What you should do: Copy the lines below word for word, from first to last, and leave the pictures out of your copy.

╭──

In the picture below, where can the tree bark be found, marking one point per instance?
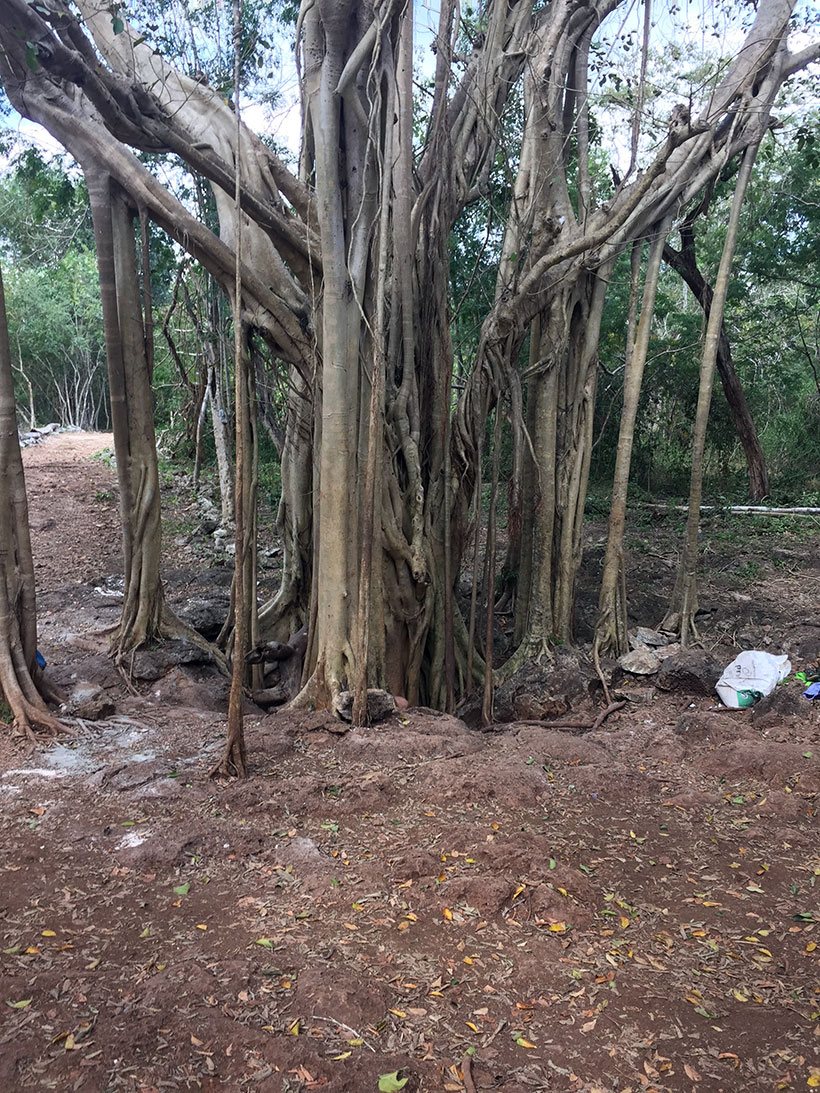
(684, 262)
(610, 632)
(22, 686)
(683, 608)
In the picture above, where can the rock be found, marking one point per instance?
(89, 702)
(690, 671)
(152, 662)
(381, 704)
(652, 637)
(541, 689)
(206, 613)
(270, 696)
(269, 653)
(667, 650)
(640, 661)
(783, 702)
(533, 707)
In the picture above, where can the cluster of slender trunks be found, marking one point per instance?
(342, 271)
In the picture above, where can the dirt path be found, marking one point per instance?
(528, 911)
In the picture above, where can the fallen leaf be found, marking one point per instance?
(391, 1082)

╰──

Exercise result:
In the picture below, where can the tree bark be found, marking one point per instance?
(684, 262)
(610, 632)
(22, 686)
(683, 608)
In the picture above, where can the rock be found, marking one point per instance?
(89, 702)
(690, 671)
(152, 662)
(381, 704)
(652, 637)
(541, 689)
(206, 613)
(270, 696)
(269, 653)
(667, 650)
(640, 661)
(783, 702)
(533, 707)
In the picture above, where can the cluster of slender trunks be found, marking one point per instance?
(342, 271)
In the picture above, where can the dirt path be found, marking one point per instance?
(528, 911)
In the picture above, where can the fallen leaf be found, marking one point per instance?
(391, 1082)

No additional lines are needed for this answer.